DOCUMENT SECTION:
The views expressed here are solely those of the author and do not necessarily represent the views of FreightWaves or its affiliates. This is part two of best practices to optimizing supply chains. Part one published on March 23, 2020. You can read it here.
Yesterday, I wrote about how shipping smarter and buying smarter can improve efforts to optimize the supply chain. Today I will take a look at the how network analysis/site location, partnership and talent affects that process. These items provide more depth to Part 1. The perspective remains from the shipper’s side.
Network analysis/site location
Distribution and fulfillment centers must be properly located in each region of the world to ensure optimum supply chain performance. This aspect is possibly the most important strategic planning piece of shipping smarter. Speed, weight/volume, and distance dictate cost, so you want to have the right configuration to balance inbound and outbound activity. Plotting this out can be expensive and complicated, but it can be vastly simplified with a logic first approach.
There are only about 15 distribution hub areas in the U.S., so there is no point in working through vectors to arrive at a perfect site that happens to be in the middle of a cornfield or swamp. It’s also true that top management often has a prejudice for or against specific locations. Once you narrow it down, you can proceed to evaluate the best locations by building a working model from actual transactions.
“Past is a prologue” for modeling supply chains. Products typically originate in set locations, so mapping their source from U.S. points or other country origins is a straightforward task using ocean, airfreight, intermodal, and truck resources. Then map your customer demand locations. Service levels heavily influence decisions to be made. Committing to a range from one-day to five-day delivery by product group makes a huge difference. Same-day delivery has recently come into the conversation, but this generally applies to specific products in major metro areas. If this is your criteria, you are likely on a wholly separate and costly track.
One- to five-day customer delivery operations have fundamental variables, including cost of warehousing and cost of duplicate inventory. It is impossible to locate the exact amount of inventory in multiple locations, so there will be excess inventory, and it will need to be cross shipped to different regions at times. Different areas of the country are more expensive to operate in than others. It is massively expensive to carry inventory in too many locations, so finding the minimum number of warehouse locations is imperative.
Your model for transport costs should utilize real rates extended out against actual weights and service requirements using small package, LTL, and full truck services. The rate negotiation process is a separate exercise because you want to compare apples to apples for shipment rating. Destination consolidation opportunities should be considered in each scenario. The baseline cost scenario may have been good or bad at allowing the same customer shipments to be tendered together.
My comments assume the use of third-party warehouses instead of buying and building your own facilities. Economic incentives and operating efficiencies will accrue to the owners of the warehouse who employ the labor force. These will flow through to the total cost of service and can be quantified as part of a comprehensive study.
The output from a functional network analysis should tell you where to put your warehouses within a logical radius. It is a separate process to locate the actual vendors that provide warehouse services within each area that can meet service level agreements. Qualified competitors can be compared and negotiated with to arrive at the best partner(s). Companies sometimes choose a warehouse provider before they choose a location and even ask them to perform the analysis. If so, what you are really getting is their effort to funnel your goods into the location that supports their optimization rather than yours. This can be a backward approach.
Locating DCs to serve EMEA is a similar task to the U.S. model, but requires important adjustments. Europe is not the same as the U.S., and factors like geography, language, and availability of services must be accounted for. Do you need a separate DC for the U.K. and Ireland? Are the products the same for different regions and countries? Are there duty considerations for shipping outside the EU? Can end of quarter crunches be supported in eastern and southern Europe? How will you service the Middle East and Africa?

SUPPLIED MATERIAL:
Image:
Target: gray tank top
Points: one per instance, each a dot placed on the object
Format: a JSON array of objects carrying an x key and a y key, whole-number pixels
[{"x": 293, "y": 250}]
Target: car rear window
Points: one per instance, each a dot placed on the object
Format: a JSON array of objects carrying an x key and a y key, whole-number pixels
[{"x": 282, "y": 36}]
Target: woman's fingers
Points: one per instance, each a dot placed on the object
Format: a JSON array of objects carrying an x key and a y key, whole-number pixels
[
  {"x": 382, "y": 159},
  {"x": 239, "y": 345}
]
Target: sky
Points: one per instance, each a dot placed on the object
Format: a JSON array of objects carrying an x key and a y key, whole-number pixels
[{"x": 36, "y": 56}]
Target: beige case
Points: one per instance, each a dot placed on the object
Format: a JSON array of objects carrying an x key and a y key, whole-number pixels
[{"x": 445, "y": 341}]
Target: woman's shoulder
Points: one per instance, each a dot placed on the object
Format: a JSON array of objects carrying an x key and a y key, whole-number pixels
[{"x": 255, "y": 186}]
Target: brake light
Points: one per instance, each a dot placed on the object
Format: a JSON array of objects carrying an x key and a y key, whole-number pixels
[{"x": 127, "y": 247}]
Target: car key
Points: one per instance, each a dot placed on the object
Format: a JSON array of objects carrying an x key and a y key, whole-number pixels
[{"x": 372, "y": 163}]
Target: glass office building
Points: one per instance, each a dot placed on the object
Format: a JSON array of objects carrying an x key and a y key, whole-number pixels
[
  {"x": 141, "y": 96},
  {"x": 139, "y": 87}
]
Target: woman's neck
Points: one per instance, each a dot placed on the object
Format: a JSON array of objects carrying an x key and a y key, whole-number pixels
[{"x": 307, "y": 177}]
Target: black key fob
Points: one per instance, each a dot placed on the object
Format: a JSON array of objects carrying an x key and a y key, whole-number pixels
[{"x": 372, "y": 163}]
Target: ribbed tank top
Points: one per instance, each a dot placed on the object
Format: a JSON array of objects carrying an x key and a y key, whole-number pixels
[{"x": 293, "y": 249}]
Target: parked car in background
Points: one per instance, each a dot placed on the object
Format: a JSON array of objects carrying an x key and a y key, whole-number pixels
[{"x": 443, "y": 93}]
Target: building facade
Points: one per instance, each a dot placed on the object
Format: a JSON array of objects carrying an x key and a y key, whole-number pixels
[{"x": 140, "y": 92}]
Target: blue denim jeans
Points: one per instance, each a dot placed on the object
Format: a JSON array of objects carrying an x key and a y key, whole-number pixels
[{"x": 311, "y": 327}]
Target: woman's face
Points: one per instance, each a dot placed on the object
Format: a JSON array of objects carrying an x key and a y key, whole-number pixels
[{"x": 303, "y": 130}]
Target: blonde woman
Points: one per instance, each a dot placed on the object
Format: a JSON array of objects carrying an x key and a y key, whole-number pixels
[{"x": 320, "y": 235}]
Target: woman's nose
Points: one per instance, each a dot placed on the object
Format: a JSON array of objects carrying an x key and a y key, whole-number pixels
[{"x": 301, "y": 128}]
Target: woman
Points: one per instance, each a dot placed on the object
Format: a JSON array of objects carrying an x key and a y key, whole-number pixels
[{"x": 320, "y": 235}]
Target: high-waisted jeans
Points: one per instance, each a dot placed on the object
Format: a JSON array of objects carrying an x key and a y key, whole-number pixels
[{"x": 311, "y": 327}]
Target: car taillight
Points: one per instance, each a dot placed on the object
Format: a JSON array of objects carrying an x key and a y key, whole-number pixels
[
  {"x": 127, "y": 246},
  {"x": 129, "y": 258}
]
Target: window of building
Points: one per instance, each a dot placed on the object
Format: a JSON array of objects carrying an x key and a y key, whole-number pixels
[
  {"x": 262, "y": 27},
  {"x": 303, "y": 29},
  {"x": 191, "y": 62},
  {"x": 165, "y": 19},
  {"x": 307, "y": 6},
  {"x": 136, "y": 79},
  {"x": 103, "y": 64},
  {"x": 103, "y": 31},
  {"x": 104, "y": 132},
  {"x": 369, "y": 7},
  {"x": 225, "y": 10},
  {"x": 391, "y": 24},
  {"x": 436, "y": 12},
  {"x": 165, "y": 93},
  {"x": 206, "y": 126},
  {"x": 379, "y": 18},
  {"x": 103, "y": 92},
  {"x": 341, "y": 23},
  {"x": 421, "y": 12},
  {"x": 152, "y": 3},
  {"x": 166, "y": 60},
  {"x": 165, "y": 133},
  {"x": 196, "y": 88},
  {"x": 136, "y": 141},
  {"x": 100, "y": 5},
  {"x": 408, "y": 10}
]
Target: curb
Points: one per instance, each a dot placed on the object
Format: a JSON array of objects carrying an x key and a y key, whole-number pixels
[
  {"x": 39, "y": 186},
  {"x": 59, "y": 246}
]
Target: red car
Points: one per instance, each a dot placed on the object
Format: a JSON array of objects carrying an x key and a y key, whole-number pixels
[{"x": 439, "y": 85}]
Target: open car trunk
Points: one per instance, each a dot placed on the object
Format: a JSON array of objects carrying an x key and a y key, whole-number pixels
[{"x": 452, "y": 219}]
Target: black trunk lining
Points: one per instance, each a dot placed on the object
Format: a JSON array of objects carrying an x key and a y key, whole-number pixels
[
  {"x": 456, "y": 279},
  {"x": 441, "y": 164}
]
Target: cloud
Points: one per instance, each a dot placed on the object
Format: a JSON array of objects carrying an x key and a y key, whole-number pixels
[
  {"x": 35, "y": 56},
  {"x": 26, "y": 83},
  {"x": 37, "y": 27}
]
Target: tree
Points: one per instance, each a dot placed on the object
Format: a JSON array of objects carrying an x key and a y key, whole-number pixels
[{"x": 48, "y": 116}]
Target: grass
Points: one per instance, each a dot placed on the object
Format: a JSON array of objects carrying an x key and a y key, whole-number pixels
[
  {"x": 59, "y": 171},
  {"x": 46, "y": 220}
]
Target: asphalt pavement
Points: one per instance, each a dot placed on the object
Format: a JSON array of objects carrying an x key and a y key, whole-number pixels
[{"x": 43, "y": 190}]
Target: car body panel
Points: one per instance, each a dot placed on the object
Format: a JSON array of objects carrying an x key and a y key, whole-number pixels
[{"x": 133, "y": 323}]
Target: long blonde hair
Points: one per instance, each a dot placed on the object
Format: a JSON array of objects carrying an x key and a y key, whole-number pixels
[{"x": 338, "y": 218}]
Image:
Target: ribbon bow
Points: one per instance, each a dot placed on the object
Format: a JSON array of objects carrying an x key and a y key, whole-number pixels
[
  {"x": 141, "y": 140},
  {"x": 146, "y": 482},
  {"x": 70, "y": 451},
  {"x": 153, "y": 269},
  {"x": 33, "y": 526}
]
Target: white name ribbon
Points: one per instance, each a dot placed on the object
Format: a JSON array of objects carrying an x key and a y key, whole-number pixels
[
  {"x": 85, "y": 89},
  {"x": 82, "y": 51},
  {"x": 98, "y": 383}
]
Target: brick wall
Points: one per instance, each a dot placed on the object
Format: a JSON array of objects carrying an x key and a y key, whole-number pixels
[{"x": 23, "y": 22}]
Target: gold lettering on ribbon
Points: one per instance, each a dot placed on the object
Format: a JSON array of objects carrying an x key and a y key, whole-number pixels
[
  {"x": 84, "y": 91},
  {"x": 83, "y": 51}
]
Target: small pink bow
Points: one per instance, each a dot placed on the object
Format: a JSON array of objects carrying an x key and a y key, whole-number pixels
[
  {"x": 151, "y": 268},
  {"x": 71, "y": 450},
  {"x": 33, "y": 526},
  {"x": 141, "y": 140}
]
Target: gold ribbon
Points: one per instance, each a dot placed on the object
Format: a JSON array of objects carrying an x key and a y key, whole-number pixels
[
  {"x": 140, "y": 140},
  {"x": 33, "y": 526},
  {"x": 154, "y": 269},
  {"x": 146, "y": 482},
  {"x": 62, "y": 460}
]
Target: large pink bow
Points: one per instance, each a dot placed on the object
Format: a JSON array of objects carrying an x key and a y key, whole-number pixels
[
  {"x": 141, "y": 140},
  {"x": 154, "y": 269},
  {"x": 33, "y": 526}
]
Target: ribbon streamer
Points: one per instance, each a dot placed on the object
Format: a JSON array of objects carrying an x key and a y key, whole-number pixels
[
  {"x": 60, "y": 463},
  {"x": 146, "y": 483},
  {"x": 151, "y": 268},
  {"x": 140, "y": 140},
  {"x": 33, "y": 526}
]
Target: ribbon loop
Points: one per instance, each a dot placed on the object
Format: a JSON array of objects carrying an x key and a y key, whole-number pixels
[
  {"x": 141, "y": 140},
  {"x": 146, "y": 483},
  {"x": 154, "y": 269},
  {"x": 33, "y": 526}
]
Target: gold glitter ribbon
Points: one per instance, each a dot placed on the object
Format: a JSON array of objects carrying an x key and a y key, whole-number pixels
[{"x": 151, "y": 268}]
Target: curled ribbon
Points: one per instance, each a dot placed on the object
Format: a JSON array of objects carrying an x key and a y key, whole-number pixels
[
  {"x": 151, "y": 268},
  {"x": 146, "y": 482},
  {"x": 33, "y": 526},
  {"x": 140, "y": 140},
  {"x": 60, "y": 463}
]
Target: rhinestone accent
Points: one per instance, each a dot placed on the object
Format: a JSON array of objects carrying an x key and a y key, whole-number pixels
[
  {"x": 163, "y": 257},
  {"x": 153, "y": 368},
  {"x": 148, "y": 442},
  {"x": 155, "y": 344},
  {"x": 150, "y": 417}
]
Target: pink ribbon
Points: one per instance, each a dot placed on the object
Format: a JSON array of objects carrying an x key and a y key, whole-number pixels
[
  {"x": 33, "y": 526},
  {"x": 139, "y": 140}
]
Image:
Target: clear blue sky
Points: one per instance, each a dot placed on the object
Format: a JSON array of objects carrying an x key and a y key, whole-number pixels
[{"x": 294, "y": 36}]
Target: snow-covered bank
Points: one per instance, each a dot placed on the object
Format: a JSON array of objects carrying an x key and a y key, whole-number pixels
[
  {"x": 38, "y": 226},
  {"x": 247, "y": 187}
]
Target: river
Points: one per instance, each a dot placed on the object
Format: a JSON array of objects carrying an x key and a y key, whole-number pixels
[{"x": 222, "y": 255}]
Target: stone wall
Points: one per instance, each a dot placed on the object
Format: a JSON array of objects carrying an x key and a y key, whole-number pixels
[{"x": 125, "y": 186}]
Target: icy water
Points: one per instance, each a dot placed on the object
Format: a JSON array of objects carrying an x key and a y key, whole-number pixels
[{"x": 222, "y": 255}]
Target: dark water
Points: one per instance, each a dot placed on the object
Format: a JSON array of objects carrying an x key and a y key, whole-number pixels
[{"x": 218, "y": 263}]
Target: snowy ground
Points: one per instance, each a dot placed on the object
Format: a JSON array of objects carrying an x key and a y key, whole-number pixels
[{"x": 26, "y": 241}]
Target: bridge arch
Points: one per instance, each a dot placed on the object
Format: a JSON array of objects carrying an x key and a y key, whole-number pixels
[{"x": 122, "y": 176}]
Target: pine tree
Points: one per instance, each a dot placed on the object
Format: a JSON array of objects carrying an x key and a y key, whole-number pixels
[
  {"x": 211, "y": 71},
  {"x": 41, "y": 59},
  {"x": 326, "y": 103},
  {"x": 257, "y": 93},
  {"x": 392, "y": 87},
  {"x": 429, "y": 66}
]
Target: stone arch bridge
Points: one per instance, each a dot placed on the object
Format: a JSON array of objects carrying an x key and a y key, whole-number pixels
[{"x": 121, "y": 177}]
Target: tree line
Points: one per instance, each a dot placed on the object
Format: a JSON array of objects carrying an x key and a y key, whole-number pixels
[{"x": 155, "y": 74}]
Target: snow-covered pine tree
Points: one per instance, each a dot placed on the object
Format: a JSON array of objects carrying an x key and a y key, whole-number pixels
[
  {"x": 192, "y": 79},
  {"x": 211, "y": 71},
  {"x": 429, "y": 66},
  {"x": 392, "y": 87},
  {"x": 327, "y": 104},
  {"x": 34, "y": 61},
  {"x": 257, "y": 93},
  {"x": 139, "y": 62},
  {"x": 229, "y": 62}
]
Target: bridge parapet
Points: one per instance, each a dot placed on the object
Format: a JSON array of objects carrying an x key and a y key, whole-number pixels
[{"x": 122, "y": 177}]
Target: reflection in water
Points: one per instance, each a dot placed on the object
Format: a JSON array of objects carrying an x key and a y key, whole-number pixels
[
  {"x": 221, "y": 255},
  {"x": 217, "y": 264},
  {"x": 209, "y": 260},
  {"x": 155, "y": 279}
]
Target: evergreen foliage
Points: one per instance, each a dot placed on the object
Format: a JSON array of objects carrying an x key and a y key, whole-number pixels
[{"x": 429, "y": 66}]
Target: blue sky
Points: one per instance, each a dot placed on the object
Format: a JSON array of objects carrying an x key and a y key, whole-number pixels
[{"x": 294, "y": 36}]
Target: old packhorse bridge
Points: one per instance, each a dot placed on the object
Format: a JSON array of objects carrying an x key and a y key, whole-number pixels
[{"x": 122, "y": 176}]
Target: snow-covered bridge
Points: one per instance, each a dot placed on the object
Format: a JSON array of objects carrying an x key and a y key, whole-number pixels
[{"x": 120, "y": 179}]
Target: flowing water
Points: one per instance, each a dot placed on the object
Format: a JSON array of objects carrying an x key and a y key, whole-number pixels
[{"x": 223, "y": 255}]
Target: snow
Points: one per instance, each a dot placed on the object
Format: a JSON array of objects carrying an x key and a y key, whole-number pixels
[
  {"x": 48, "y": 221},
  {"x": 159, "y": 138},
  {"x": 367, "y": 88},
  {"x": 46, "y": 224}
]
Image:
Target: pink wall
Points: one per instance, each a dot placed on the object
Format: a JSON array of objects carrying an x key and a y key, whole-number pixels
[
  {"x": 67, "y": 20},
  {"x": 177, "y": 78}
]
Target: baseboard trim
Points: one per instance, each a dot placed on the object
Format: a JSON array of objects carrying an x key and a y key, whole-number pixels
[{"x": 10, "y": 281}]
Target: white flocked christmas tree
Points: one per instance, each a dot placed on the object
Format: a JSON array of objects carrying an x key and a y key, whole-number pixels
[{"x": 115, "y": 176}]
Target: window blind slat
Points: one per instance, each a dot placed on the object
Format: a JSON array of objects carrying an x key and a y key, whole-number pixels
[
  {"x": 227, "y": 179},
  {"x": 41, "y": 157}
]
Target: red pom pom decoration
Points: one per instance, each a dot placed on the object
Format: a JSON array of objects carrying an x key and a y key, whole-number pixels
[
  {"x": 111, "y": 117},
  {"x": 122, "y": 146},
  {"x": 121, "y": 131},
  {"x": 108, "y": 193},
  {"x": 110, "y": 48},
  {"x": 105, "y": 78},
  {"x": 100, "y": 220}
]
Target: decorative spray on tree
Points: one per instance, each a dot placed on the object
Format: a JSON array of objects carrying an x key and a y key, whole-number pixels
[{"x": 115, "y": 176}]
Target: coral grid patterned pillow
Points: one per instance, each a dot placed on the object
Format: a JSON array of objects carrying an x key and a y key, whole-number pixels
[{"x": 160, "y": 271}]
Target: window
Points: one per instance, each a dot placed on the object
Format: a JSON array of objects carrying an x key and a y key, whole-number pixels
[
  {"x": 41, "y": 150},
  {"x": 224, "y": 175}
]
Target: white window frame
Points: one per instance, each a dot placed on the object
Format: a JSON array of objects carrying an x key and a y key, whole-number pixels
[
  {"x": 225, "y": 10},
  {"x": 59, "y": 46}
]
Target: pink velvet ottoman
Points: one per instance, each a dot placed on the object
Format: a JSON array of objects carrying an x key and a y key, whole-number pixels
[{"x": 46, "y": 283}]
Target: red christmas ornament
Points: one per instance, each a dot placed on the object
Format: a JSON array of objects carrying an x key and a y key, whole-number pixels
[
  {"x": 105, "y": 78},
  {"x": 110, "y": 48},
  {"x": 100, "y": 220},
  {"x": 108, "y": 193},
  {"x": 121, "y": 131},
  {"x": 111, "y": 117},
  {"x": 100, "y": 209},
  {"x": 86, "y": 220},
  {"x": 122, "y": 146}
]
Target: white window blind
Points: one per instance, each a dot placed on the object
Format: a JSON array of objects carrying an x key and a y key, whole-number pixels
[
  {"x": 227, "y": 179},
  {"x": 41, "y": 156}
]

DIRECTIONS FOR THIS TASK:
Write the next part of the supply chain optimization article, beginning right after its final question about servicing the Middle East and Africa.

FINAL RESULT:
DC locating in Asia requires knowledge of which countries may require dedicated services and import/export duty assessment rules. Australia/New Zealand, India, and China are separate geographic markets. Japan is akin to the U.K. as a distinct market, while Hong Kong and Singapore are popular DC locations due to their financial rules. The basics of speed, weight/volume and distance are still what dictate cost, so the process is similar to evaluating sites in the U.S. and EMEA.
The phrase partnership can mean different things to parties engaged in a shipper/freight service supplier relationship. Is being a partner the path to vastly superior performance for shippers or is it merely a means for vendors to charge more? More integration can be accomplished through partnership, but does that mean long-term contracts where pricing is unteathered? Bid processes that are conducted every year, two years or three years can still be highly effective in establishing a good partnership.
Consider that some modes of transport are commodity-driven and some are more specialized, making it more difficult to change vendors, thereby justifying longer contracts. Conducting a bid process does not necessarily mean changing vendors, but it requires that the vendor re-earn the partnership.
It is important to have milestones for implementation and integration activities. Many shippers have related experiences where integration activities do not seem to ramp up until the final year or months of a long-term contract. What are the remedies if this takes place? What if your company is not devoting resources? It is vital to have upper management sponsorship within your company that parallels senior executive sponsorship within your freight service partner.
We recommend that operational and systems changes be engineered using a plug-and-play method to enable changing vendors if poor basic service performance and/or pricing level standards motivate hiring a new vendor. Shippers cannot afford to be held hostage if things break down.
Good partnerships are really about people, rather than strictly words in a contract. Shippers need to look at the stability of the individuals who execute the details. Will your supplier’s top management continue to support commitments and will day-to-day contacts remain the same? Do you like, respect and trust the people you will be working with? If an arbitrary decision comes down the management tree, will your key service provider people be willing to “fight city hall” for you? Turnover is a fact of businesss relationships whether people move to other companies or are transferred internally. Who do you go to if this takes place? Consider what happens if your company experiences changes in leadership or if new dynamics emerge in your company’s operations.
Success in sports or business can only be achieved by developing a good base of talented professionals. We suggest companies that ship and provide shipping services take advantage of the individuals coming out of universities and community colleges. You can get the inside track on the best people by offering internships and supporting local programs.
Take the trouble to communicate the game plan to all levels of your workforce. The current generation will find this highly motivational, especially if they can offer a degree of input. This approach and ongoing training will upgrade your team and promote talent retention.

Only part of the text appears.